== REQUIREMENT ==
Pull out every line of the records that contains the string "golden".

== MATERIAL PROVIDED ==
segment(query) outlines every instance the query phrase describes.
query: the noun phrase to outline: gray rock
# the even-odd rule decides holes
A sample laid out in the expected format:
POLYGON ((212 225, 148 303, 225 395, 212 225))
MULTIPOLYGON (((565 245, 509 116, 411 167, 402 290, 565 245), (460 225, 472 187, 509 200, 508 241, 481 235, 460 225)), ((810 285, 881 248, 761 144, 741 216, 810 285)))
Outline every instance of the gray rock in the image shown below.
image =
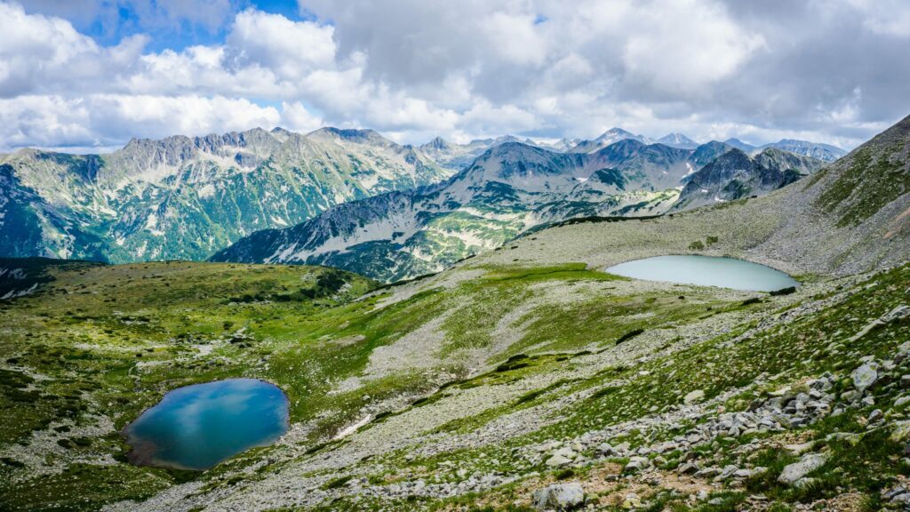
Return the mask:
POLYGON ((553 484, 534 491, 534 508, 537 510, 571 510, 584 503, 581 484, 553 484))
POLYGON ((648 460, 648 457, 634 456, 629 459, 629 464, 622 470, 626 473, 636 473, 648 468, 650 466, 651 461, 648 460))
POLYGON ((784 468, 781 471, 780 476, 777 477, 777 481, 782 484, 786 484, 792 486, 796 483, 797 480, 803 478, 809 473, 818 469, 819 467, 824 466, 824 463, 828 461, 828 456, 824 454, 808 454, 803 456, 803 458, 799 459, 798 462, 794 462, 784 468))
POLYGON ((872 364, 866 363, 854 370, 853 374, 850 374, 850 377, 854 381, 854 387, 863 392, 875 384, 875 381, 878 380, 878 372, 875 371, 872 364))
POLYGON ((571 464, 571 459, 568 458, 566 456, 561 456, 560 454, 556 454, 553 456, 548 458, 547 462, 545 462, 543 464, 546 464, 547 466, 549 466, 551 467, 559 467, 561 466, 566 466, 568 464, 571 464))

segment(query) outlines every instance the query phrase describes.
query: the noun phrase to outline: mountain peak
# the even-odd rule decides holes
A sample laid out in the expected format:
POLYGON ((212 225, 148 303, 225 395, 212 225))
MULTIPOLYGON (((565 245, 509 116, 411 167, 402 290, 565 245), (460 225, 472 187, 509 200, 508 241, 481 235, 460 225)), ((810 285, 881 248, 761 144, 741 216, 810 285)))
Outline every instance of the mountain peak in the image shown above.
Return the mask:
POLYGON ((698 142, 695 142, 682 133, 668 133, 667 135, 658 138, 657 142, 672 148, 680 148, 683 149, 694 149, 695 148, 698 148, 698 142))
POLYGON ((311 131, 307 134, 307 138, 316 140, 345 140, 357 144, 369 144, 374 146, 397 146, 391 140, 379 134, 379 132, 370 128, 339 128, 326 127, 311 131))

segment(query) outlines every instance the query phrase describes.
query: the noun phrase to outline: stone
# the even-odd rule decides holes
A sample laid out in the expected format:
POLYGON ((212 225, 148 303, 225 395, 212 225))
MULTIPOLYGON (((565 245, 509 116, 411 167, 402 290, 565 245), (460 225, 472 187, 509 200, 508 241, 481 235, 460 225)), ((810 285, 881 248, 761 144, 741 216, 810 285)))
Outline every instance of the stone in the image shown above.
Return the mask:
...
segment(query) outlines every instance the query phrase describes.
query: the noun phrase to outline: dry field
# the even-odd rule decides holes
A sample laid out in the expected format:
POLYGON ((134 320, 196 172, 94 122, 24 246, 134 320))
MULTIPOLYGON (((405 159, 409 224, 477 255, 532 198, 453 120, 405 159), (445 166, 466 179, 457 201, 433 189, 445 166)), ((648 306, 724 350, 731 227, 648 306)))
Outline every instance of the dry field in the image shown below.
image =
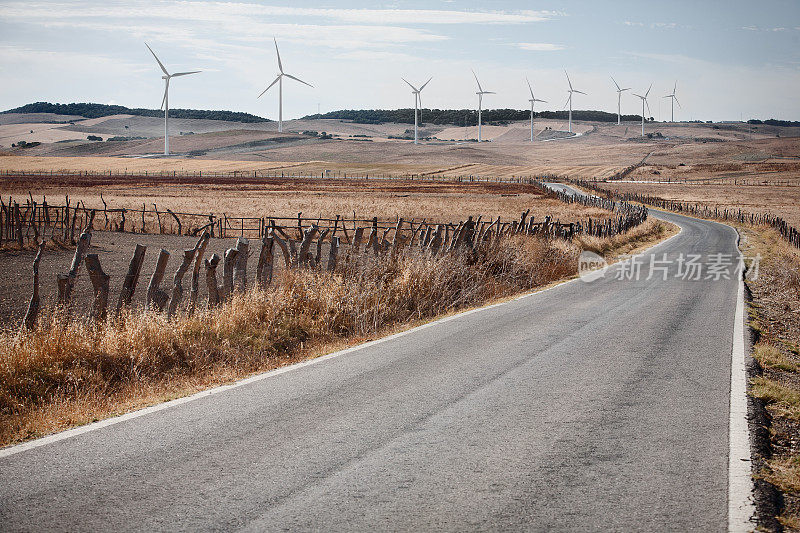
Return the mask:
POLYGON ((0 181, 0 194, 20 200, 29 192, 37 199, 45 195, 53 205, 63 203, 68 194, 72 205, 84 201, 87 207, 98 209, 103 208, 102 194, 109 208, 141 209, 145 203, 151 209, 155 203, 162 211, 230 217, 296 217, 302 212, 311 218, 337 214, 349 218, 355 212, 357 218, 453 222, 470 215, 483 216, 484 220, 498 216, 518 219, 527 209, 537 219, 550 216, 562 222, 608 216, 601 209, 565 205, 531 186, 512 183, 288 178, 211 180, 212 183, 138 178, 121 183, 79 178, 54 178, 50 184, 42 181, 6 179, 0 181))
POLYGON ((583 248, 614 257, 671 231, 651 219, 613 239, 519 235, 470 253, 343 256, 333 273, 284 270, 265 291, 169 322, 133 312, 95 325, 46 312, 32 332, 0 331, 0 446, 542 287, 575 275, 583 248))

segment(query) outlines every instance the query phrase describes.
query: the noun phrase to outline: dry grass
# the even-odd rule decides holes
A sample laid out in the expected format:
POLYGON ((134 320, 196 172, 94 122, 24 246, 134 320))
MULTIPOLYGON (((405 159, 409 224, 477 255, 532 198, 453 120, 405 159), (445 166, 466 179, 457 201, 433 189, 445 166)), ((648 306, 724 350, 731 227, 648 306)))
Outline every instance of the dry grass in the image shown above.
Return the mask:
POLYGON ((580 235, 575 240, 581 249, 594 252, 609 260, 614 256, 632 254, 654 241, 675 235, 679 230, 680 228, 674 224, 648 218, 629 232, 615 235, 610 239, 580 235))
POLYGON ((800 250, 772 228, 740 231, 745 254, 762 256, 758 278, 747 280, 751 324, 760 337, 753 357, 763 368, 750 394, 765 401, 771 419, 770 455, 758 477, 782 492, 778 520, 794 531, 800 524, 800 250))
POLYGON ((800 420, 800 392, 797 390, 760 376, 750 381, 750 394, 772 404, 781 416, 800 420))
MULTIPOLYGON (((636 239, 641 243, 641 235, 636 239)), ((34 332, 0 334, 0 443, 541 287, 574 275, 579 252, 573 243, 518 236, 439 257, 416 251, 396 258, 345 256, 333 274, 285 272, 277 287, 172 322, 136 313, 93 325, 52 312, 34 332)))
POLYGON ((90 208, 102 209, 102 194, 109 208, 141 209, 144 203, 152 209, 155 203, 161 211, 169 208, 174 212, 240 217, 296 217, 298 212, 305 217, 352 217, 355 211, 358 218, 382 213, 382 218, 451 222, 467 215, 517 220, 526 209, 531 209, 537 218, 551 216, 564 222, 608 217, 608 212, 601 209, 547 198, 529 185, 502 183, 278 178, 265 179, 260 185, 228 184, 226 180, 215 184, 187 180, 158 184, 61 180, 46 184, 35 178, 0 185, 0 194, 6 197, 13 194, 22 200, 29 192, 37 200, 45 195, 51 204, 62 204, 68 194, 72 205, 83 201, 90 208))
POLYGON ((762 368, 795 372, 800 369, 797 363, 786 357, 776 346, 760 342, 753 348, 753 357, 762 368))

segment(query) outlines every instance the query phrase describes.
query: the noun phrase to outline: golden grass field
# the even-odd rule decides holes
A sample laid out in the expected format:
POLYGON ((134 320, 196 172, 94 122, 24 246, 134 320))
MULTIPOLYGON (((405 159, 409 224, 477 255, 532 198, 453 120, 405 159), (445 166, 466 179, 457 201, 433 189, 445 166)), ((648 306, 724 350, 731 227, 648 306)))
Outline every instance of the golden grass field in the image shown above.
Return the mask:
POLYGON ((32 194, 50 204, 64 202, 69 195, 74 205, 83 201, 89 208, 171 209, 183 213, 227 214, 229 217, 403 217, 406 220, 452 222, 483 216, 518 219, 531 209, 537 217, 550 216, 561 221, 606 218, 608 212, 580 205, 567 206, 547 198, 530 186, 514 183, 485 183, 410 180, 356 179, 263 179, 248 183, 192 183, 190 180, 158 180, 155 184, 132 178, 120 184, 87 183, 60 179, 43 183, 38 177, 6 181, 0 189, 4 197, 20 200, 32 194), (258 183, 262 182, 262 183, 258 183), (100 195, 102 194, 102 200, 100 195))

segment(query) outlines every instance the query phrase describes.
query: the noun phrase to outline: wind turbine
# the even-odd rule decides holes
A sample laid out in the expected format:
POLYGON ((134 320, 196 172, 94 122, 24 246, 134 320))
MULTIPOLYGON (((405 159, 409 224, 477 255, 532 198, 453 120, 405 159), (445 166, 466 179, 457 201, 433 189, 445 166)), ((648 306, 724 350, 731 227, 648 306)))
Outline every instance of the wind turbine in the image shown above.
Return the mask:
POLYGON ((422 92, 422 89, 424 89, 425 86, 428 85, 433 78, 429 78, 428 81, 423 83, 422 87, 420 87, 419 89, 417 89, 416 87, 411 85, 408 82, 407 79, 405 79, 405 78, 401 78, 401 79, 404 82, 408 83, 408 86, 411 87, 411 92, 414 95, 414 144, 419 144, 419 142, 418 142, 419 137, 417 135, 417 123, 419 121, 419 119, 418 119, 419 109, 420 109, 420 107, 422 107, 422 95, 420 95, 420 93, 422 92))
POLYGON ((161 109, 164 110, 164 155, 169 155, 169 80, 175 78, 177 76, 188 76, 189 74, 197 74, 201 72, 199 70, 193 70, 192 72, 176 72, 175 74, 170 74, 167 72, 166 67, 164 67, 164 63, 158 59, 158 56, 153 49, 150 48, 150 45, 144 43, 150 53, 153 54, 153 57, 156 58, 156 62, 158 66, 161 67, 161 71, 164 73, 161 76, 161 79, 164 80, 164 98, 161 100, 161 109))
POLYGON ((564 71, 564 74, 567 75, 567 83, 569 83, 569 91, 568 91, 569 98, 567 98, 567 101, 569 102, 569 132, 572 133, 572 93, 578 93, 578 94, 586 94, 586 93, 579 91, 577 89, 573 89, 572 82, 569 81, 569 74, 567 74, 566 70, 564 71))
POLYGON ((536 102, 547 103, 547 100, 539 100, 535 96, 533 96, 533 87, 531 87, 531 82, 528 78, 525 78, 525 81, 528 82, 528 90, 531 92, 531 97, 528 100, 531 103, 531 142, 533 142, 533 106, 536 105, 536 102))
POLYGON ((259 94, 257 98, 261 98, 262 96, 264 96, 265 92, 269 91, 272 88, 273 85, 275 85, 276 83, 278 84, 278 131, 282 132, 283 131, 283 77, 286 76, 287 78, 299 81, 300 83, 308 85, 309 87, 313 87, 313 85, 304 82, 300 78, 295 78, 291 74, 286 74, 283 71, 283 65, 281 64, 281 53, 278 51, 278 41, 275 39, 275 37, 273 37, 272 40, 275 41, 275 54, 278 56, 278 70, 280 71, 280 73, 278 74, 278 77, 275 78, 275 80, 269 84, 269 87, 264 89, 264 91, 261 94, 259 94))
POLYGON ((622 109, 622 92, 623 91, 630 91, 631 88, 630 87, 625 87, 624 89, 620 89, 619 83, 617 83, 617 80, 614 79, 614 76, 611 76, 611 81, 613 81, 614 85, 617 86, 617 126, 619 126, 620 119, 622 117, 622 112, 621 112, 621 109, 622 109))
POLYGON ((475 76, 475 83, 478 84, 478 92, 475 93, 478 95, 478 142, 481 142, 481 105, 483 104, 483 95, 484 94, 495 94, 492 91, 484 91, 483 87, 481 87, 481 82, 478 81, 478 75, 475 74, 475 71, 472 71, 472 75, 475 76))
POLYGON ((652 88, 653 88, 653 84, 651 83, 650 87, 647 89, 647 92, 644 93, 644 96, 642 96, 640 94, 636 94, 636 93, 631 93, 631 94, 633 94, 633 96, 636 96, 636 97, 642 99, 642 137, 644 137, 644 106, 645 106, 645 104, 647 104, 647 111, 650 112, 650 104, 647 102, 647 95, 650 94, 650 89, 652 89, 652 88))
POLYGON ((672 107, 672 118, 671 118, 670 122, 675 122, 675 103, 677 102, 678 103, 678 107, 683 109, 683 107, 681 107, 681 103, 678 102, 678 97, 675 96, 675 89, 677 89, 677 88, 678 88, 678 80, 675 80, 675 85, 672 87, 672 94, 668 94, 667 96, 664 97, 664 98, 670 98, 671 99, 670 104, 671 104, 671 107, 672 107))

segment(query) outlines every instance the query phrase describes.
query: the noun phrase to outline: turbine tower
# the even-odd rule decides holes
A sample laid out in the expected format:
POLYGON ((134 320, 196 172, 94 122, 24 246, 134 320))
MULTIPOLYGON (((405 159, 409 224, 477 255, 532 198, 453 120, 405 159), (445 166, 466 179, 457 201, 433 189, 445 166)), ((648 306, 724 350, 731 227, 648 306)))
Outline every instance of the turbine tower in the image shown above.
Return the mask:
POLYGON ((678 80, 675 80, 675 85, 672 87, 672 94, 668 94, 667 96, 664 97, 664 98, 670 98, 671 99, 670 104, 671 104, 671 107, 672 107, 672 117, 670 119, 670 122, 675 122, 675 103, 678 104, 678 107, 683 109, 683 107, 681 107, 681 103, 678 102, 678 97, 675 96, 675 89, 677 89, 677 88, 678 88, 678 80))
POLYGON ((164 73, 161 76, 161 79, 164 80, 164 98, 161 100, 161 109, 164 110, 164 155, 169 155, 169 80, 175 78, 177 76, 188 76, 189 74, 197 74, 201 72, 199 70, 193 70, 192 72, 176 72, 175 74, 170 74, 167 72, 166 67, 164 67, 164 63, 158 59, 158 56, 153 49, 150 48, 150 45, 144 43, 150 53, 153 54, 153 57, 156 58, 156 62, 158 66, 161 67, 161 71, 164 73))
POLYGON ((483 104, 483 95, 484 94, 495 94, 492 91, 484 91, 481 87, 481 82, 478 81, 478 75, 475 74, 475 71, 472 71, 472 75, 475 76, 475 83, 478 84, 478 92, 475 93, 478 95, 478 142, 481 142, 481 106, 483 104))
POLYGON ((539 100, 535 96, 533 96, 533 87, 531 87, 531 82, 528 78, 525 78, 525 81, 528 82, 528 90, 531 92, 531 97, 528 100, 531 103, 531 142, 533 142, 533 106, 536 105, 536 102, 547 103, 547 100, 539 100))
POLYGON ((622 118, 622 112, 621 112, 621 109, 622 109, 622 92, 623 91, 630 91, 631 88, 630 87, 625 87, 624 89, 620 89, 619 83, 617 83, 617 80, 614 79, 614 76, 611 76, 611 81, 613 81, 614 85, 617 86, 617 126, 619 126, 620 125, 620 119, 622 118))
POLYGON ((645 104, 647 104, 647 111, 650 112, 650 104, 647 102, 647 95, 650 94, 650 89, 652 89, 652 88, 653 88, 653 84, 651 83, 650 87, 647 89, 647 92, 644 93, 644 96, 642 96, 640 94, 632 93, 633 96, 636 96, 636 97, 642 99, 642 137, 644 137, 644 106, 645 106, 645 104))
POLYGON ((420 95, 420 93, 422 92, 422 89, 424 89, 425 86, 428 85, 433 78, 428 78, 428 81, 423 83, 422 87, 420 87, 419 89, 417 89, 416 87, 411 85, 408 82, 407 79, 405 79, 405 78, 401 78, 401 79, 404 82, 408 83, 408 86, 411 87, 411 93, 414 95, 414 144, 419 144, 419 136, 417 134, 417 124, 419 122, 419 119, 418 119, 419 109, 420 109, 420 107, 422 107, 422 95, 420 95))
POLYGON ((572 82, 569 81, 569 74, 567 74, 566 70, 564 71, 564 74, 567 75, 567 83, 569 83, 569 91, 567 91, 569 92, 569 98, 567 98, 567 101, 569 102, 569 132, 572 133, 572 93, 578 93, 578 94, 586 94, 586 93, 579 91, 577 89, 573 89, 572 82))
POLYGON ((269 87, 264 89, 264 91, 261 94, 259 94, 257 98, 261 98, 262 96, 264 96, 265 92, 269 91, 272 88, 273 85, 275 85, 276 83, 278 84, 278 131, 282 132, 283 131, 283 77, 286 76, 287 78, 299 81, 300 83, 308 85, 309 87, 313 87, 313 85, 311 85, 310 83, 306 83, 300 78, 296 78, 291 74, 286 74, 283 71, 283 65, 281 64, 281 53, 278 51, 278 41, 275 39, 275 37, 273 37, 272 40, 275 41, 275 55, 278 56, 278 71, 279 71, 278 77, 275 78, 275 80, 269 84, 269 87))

== SOLUTION ==
query: the noun phrase to outline: golden grass field
Outline every instance of the golden grass field in the image shown above.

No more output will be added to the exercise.